> [DO THIS]: Find each line in the material below that contains the string "target", treating uppercase and lowercase as different, and copy those lines.

> [Image boundary annotation data]:
★ ★ ★ ★

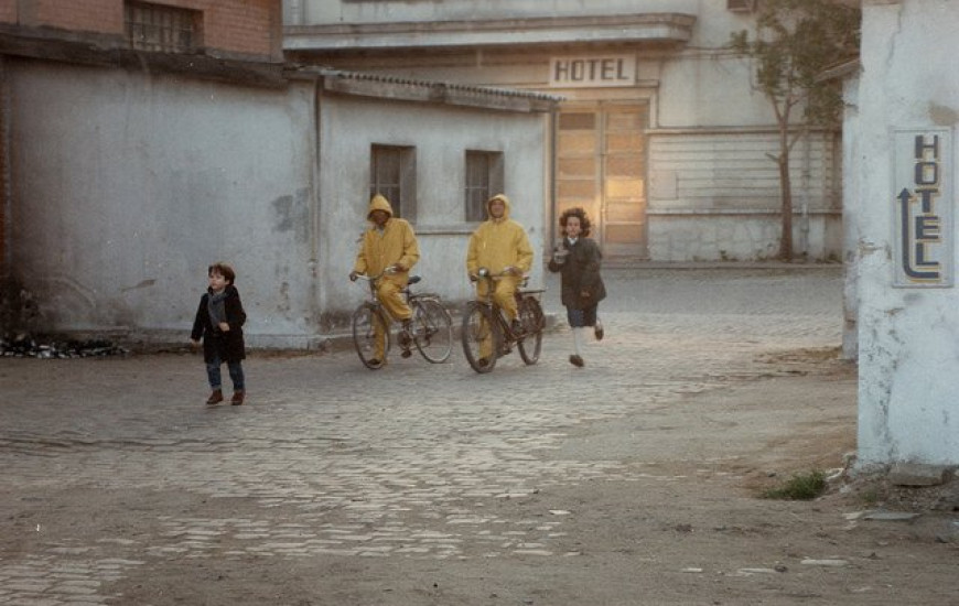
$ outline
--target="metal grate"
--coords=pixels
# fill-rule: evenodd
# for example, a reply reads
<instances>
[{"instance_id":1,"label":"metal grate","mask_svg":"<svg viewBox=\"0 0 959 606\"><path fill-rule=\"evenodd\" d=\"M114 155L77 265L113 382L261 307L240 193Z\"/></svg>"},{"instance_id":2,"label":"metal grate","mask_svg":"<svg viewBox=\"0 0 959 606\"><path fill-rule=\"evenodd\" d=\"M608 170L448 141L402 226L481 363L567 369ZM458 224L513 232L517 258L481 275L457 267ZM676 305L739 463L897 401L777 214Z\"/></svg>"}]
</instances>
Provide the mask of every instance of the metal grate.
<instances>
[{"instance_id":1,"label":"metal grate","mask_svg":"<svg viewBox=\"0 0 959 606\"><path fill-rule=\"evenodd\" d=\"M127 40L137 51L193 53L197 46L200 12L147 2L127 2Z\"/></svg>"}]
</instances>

★ ★ ★ ★

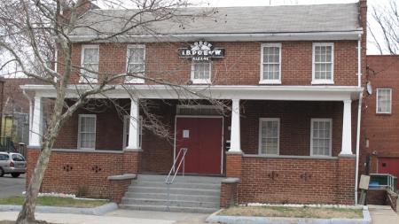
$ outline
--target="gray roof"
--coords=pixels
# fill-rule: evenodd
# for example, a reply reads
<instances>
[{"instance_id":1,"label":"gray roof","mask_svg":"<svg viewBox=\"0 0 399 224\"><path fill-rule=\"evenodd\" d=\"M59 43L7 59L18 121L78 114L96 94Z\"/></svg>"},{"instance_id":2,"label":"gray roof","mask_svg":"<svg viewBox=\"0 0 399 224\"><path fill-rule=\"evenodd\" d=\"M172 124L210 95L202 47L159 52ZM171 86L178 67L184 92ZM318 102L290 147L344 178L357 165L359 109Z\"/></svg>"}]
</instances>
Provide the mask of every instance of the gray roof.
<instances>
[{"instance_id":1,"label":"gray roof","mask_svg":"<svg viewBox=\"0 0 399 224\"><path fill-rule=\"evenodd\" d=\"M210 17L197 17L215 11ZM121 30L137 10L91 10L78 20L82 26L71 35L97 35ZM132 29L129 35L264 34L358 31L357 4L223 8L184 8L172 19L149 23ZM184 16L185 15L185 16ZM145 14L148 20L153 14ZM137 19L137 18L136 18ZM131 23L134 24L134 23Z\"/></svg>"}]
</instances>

★ ★ ★ ★

> [ANSWER TO THE EXERCISE]:
--target="metal grate"
--target="gray roof"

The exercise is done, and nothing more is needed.